Provided records —
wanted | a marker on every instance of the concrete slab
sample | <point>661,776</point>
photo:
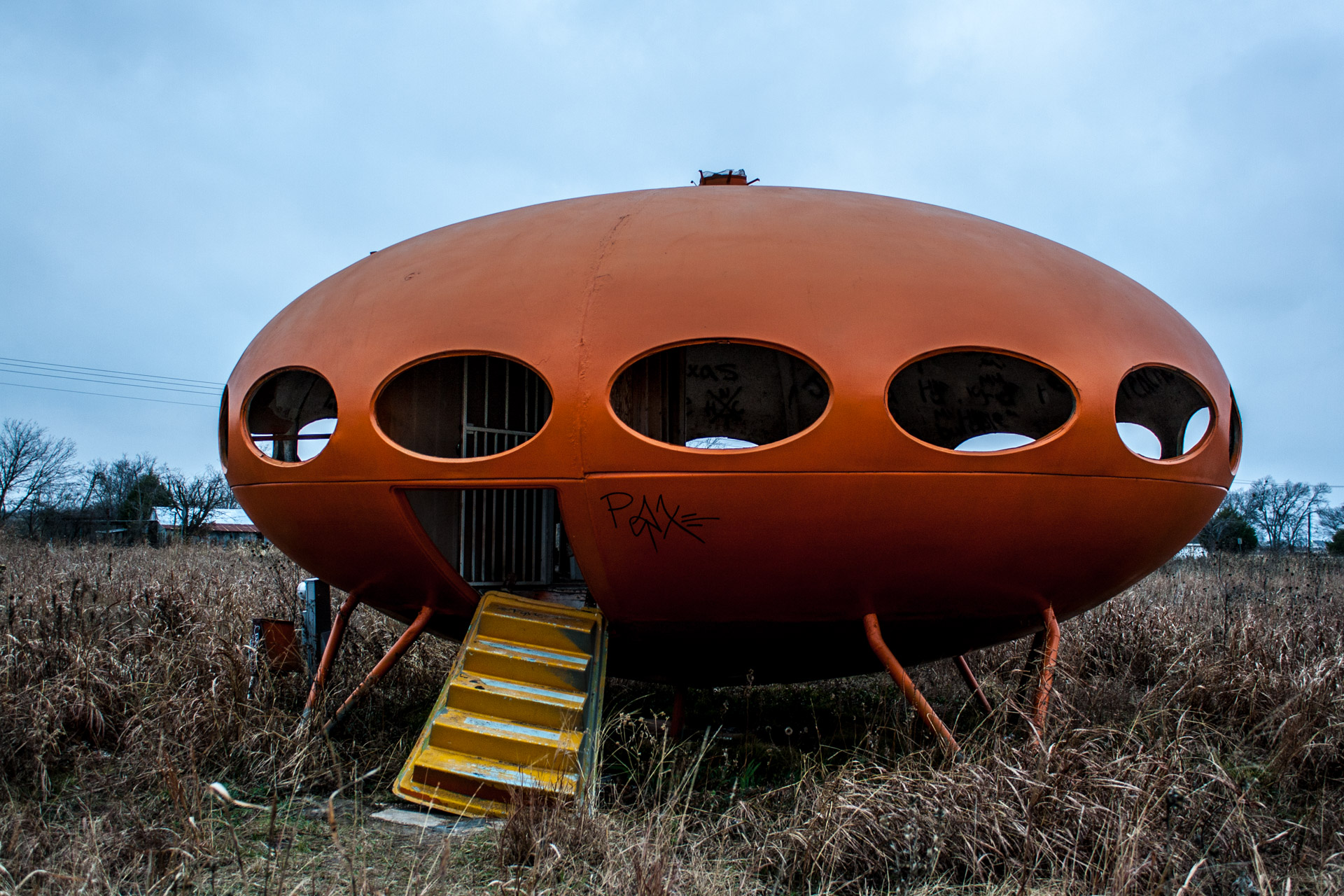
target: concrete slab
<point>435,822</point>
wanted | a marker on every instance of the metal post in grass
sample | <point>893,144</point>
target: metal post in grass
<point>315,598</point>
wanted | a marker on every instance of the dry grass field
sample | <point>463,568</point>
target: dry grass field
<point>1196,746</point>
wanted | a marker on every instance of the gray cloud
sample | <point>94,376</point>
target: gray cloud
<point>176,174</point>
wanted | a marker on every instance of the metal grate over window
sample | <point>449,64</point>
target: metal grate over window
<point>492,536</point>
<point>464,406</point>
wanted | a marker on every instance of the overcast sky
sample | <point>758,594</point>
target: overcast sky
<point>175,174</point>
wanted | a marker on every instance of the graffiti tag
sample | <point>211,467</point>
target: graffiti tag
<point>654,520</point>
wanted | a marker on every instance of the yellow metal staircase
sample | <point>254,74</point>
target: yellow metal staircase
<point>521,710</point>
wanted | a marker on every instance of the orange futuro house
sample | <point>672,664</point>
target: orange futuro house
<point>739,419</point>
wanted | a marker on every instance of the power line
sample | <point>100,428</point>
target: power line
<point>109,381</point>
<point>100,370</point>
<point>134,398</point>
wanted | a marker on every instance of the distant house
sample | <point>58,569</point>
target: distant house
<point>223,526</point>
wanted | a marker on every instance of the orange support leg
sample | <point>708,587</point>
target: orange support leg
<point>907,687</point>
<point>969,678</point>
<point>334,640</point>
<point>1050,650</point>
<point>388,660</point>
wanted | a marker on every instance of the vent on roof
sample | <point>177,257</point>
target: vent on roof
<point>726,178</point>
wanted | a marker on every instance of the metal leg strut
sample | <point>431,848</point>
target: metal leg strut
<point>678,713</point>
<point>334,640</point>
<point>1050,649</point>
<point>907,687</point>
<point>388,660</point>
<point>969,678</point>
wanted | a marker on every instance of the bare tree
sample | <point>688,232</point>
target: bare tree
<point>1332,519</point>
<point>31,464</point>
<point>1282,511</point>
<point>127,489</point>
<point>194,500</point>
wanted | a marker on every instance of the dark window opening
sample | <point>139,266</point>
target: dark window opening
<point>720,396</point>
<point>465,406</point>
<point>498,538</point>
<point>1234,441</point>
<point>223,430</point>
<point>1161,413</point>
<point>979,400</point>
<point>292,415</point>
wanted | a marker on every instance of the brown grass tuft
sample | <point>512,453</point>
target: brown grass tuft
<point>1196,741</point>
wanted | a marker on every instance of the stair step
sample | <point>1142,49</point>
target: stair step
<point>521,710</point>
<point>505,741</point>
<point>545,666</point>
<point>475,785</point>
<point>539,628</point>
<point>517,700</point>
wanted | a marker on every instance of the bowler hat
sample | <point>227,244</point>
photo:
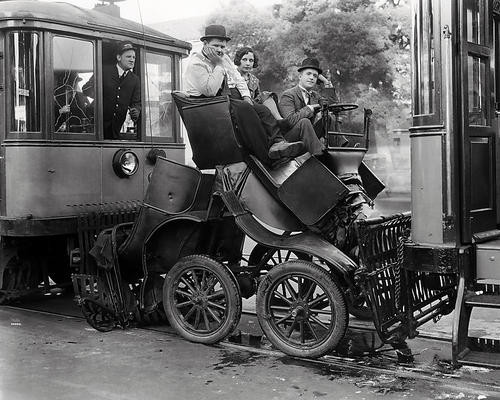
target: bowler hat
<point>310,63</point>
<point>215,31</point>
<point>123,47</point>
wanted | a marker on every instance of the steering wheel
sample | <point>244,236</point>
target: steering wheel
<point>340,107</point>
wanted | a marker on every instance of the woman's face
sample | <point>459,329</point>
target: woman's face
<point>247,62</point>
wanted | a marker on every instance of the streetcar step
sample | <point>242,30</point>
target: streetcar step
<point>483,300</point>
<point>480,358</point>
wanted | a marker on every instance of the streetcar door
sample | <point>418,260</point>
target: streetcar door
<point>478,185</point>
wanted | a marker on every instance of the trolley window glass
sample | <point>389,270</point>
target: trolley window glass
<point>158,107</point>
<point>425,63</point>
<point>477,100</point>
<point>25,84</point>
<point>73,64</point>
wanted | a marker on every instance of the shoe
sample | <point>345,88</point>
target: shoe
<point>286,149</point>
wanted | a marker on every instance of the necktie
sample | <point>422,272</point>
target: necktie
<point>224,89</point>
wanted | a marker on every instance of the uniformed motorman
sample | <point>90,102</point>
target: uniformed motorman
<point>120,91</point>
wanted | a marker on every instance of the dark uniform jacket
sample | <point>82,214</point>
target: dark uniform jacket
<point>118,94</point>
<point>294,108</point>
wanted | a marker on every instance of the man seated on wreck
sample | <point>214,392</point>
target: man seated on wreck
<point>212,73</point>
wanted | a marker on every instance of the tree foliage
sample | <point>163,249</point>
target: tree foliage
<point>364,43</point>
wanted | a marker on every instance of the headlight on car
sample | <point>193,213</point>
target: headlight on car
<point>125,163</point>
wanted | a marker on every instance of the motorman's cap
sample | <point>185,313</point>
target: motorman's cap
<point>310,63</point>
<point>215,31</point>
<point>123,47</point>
* * *
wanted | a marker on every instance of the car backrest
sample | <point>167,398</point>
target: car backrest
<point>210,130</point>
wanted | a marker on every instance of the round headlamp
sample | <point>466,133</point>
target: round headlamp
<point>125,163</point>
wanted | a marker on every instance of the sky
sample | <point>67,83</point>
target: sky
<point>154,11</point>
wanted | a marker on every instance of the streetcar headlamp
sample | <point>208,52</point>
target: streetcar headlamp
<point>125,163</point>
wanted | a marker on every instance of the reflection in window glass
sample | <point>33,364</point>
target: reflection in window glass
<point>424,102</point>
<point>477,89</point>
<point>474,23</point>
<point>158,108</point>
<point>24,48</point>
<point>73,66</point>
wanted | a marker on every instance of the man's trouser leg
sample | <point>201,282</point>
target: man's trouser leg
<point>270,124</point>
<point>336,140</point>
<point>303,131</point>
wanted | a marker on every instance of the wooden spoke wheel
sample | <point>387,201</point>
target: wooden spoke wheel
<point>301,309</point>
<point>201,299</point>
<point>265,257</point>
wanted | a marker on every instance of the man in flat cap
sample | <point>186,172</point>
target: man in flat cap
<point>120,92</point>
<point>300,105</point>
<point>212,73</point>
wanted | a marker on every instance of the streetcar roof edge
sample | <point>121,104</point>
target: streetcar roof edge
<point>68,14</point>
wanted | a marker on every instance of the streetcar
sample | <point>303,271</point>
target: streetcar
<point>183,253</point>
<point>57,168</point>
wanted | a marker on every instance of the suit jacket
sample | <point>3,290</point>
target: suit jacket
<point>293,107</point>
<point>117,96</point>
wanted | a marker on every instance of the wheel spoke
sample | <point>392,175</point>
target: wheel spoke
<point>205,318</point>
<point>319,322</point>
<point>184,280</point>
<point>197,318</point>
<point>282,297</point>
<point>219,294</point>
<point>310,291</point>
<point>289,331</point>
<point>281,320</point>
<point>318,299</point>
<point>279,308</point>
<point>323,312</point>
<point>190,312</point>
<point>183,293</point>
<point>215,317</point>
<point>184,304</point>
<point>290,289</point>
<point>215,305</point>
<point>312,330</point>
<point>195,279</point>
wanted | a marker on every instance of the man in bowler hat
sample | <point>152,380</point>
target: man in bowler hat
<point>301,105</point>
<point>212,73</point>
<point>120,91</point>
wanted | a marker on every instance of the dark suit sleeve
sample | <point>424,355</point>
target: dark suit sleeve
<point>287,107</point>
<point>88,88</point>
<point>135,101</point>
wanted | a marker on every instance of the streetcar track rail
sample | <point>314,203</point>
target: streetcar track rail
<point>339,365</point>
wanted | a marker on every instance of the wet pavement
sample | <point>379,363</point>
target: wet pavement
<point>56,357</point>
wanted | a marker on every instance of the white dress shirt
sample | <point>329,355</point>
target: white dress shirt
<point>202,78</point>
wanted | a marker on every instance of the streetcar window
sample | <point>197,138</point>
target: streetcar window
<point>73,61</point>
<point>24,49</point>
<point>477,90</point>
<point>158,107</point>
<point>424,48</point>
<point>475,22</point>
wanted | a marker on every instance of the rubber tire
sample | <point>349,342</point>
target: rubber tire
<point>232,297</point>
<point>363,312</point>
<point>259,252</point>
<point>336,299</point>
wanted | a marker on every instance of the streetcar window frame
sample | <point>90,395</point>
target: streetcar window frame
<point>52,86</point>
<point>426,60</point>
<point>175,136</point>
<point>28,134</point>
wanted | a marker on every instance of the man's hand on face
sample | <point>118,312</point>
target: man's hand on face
---
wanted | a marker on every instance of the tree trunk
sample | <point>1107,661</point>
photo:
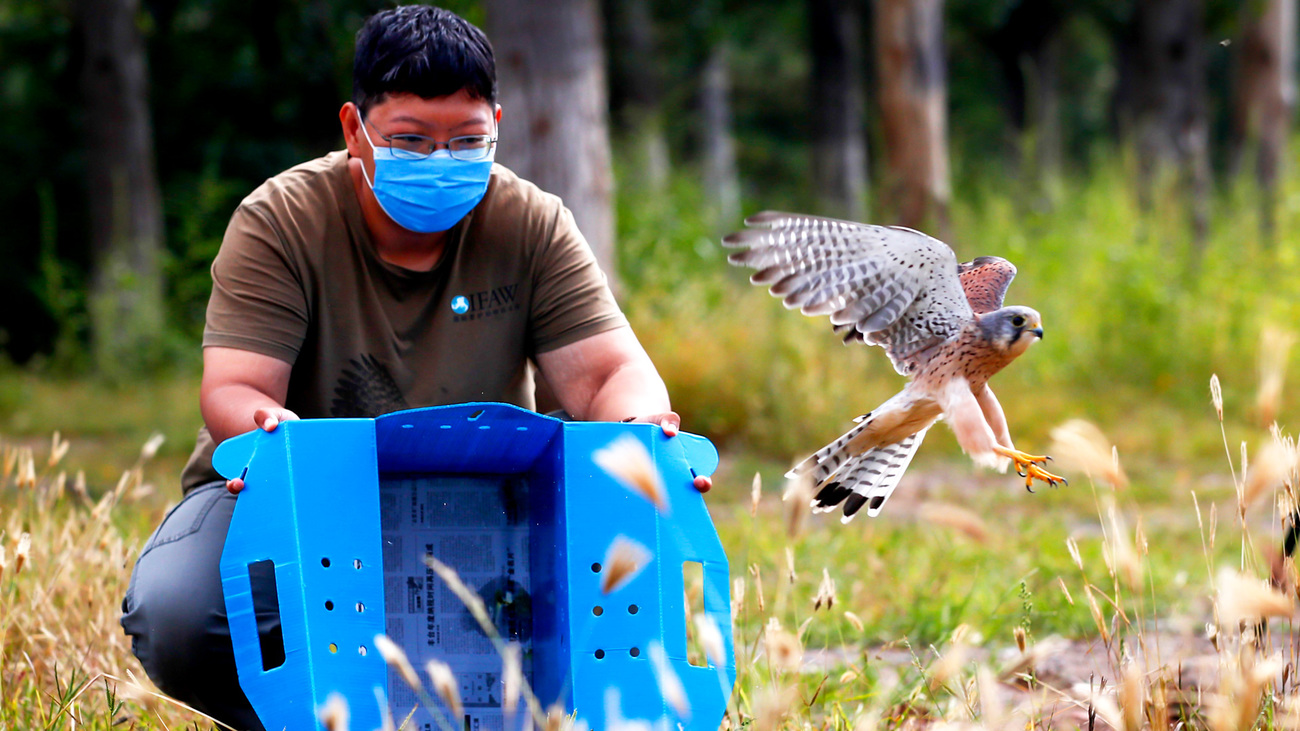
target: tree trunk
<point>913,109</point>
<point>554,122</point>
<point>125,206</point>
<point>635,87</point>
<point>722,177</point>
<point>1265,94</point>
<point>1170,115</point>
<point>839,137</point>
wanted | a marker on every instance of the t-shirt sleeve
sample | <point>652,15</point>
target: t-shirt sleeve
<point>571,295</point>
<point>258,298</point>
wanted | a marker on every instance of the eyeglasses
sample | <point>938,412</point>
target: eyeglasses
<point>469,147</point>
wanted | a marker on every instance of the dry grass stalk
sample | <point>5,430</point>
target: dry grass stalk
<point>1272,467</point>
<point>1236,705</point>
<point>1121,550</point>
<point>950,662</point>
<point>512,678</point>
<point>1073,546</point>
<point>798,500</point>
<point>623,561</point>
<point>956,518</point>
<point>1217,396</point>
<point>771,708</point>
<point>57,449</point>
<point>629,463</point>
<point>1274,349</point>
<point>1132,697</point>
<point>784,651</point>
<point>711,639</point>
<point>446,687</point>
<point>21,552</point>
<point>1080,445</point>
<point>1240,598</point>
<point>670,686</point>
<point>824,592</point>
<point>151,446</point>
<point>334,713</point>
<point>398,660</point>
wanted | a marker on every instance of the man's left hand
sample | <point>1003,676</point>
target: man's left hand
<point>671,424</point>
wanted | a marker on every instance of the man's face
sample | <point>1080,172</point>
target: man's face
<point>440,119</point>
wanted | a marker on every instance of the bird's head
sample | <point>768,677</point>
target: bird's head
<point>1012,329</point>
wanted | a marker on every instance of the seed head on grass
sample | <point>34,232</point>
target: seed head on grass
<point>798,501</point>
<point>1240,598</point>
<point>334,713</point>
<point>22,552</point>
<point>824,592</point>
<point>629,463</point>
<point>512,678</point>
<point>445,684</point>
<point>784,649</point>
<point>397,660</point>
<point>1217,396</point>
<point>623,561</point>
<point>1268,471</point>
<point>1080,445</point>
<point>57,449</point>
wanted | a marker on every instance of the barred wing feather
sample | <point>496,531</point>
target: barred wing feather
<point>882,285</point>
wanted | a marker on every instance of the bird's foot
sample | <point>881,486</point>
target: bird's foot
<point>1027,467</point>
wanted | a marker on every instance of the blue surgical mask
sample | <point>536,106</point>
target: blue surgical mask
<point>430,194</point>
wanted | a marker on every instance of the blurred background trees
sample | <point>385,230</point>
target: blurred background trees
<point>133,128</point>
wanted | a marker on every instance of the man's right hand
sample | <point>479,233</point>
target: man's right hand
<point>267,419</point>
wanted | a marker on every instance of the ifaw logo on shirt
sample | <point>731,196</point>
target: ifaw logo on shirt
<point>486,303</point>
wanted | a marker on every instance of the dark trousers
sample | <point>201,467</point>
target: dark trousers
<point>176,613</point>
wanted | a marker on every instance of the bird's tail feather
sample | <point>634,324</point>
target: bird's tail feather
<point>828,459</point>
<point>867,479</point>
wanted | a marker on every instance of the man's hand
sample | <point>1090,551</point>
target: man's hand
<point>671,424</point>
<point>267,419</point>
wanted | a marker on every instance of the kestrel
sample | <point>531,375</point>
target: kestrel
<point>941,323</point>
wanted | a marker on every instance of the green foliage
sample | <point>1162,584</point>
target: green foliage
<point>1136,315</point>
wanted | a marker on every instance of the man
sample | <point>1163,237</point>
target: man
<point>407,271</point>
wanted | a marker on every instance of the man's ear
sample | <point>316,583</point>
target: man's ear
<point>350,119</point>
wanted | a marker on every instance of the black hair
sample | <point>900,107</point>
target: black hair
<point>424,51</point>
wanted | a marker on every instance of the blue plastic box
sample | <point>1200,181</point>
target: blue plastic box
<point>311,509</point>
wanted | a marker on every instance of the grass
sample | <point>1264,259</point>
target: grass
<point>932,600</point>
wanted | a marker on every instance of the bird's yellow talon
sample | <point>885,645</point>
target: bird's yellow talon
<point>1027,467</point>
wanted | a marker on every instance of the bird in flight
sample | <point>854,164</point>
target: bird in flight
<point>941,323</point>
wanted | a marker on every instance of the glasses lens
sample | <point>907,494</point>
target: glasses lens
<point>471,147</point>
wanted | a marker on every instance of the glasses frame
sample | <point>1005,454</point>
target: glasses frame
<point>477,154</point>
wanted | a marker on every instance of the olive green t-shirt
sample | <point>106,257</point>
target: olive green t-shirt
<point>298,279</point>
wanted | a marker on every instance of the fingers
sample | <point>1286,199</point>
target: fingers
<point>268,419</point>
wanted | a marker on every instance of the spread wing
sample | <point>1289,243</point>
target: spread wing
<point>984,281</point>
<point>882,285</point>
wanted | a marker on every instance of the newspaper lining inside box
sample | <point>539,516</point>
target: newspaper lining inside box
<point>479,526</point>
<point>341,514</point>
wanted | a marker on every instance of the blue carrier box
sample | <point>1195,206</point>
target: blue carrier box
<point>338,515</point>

To be done — Gather each line of the items that contains the word "opening", copying the lines in full. Case counts.

Task solution —
wanted | a marker on every instance of the dark window opening
target: dark window opening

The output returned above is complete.